**Source excerpt**.
····················

Not exactly the same, but it reminds me of Smalltalk environments, which give
you a "browser" to view classes, inheritance relationships, etc etc. while
giving you a code editor for the actual method implementations (example:
[https://vimeo.com/27850933](https://vimeo.com/27850933) ).

    
    
        We use two types of files to program Glow. The detail files, which can
        contain anything, and the overview files, which may only contain
        constants and how components are connected to each other. An overview
        file may not use macros.
        
        Both are editable with any text editor, but the overview file can also
        be edited visually as a vectorized flowchart (vectorized to zoom in on
        details)
    

"Both are editable with any text editor" sounds much better (to me with my
admittedly limited experience with Smalltalk) than Smalltalk's file-less model
where everything is a change to the whole system "image".

------
swift
This looks great, and I encourage you to keep working on it and make this a
reality. I've thought along the same lines and I think a language like this
has real potential.

····················

[Records from a point-labeling set]

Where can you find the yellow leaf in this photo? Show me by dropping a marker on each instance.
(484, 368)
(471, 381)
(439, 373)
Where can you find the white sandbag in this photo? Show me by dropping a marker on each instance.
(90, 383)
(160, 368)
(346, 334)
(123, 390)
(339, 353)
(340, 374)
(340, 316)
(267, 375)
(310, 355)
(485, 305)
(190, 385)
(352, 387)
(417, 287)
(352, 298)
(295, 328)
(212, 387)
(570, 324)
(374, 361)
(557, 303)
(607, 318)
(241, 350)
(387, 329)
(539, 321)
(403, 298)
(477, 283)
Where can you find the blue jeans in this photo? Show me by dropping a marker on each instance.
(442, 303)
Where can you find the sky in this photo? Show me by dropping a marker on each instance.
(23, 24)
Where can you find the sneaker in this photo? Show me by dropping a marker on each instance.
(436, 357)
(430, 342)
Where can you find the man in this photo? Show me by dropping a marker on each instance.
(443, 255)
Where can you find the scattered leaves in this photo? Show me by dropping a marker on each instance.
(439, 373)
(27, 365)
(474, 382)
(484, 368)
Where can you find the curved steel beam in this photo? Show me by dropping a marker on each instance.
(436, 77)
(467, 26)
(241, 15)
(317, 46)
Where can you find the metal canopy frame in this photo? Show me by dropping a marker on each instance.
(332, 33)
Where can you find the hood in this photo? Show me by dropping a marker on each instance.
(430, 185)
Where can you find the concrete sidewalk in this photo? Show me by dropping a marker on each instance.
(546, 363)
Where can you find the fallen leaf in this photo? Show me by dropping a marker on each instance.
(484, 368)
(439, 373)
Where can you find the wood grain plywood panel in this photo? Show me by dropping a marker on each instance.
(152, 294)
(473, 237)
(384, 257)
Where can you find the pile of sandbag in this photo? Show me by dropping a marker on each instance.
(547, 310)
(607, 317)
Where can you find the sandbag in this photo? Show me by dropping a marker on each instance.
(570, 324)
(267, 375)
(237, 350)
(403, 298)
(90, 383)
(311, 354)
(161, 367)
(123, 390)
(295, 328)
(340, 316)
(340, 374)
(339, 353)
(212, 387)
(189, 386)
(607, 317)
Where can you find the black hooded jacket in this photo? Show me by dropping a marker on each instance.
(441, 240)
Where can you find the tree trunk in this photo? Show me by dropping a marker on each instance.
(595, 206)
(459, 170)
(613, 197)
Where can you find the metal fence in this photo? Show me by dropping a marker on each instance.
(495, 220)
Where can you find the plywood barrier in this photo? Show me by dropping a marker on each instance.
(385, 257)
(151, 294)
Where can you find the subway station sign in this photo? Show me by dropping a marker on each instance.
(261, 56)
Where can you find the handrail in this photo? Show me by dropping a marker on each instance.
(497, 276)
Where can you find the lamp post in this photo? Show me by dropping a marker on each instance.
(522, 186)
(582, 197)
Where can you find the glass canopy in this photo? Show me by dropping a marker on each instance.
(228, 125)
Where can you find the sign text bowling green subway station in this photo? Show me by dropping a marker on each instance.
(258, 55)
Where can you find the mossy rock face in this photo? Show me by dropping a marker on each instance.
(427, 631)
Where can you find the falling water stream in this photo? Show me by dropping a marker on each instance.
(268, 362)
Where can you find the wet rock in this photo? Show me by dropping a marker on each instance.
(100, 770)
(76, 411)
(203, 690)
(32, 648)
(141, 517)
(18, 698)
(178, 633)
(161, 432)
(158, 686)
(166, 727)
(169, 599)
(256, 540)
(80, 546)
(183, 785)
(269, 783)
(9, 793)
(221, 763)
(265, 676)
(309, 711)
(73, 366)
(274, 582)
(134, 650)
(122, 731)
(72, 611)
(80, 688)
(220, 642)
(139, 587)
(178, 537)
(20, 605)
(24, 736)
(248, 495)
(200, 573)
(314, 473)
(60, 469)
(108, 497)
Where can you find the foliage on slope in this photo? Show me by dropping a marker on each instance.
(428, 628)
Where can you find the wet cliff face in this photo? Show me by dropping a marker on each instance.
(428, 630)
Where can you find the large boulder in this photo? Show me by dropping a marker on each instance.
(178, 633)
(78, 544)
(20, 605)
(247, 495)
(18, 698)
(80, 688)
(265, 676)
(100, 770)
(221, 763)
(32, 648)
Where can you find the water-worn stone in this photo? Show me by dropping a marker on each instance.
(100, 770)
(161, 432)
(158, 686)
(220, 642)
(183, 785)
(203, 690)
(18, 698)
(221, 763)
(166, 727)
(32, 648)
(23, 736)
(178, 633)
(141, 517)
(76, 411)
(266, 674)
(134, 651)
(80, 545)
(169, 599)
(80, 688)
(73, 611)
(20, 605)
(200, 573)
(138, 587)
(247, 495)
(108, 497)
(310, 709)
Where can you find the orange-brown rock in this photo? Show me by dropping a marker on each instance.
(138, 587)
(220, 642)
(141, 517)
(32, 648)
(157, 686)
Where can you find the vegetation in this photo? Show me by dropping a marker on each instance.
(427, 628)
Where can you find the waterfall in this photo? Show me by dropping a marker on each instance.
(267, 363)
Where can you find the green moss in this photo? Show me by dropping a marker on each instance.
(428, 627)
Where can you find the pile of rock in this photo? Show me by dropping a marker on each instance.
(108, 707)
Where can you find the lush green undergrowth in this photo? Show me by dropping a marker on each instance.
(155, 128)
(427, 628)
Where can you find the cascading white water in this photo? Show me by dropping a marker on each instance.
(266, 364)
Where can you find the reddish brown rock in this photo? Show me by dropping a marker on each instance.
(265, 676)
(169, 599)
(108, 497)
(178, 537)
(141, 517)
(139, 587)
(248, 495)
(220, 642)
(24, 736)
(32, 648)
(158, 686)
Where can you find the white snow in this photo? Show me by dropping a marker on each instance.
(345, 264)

····················

**Exercises**.
a - In the forum excerpt, what may a Glow overview file contain?
b - Print the part of the forum excerpt starting at "Not exactly the" and ending at "[https://vimeo.com/27850933](https://vimeo.com/27850933) ).".
This material is separate from the forum excerpt.

**Answers in order**.
a - Only constants and how components are connected to each other.

b -
Not exactly the same, but it reminds me of Smalltalk environments, which give
you a "browser" to view classes, inheritance relationships, etc etc. while
giving you a code editor for the actual method implementations (example:
[https://vimeo.com/27850933](https://vimeo.com/27850933) ).